What to do
List every line in the entries below that contains the string "white". Matching is case-sensitive.

#### Dataset records ####

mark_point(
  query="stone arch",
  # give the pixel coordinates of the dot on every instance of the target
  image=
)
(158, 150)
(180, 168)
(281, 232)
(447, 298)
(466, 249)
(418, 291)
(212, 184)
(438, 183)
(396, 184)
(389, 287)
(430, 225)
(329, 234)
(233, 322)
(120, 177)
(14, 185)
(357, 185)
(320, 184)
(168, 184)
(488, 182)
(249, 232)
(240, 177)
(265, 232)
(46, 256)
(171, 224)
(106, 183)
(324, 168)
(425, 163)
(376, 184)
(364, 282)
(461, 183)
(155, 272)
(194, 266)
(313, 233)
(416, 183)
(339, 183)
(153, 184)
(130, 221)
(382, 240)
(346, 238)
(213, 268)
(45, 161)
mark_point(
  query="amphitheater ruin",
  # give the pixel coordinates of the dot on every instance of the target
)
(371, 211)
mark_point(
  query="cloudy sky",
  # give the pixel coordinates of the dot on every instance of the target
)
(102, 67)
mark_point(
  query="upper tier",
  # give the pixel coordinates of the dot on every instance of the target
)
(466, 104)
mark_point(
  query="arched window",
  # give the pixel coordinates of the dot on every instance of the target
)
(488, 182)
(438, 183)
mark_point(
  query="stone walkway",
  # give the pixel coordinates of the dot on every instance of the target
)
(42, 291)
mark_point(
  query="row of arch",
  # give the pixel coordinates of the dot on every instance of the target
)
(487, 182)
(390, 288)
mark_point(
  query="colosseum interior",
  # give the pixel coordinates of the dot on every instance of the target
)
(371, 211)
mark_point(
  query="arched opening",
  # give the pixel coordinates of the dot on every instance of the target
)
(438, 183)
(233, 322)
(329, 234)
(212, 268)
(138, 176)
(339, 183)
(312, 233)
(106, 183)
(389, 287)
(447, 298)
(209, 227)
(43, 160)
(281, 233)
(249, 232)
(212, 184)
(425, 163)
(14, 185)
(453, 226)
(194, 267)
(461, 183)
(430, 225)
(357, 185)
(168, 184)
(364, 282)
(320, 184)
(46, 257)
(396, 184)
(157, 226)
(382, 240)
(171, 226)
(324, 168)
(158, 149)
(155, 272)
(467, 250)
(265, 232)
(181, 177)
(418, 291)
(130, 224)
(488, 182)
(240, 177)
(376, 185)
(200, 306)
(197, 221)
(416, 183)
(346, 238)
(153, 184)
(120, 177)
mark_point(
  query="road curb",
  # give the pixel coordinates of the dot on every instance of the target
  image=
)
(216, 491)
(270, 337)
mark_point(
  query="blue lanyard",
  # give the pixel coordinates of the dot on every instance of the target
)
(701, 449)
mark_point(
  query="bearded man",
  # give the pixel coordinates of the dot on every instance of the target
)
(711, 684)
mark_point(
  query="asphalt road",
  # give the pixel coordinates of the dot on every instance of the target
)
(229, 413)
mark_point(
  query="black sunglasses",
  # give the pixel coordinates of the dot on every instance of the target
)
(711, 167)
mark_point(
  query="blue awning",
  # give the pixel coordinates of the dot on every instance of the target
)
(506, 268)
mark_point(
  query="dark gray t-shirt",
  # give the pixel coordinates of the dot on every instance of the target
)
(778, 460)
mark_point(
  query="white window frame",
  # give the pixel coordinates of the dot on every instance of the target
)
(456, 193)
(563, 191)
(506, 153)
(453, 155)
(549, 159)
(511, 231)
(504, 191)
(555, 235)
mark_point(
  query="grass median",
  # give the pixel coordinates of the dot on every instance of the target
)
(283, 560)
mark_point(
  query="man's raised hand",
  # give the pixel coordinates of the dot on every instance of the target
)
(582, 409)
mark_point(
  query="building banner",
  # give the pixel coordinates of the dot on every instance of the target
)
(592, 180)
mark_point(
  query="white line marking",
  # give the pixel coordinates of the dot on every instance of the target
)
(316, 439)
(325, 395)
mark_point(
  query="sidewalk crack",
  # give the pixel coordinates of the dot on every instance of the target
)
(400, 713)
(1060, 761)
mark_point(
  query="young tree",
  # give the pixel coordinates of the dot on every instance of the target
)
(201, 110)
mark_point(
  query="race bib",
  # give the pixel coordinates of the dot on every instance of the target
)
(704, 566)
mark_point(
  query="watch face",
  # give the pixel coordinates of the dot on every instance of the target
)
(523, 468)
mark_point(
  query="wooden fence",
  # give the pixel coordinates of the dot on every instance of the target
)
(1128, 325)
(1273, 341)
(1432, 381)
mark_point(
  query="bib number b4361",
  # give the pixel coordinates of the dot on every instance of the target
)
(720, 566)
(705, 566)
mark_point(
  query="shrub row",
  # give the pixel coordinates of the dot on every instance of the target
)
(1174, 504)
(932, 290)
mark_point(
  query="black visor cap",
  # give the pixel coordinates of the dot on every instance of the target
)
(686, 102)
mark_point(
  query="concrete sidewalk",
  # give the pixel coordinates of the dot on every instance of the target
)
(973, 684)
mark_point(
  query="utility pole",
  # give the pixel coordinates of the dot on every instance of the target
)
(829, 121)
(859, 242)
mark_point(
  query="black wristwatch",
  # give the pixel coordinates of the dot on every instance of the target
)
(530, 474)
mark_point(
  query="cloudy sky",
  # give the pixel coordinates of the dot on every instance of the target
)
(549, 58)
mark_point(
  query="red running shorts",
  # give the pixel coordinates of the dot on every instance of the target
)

####

Exercise answer
  query="white window frame",
  query="white line marking",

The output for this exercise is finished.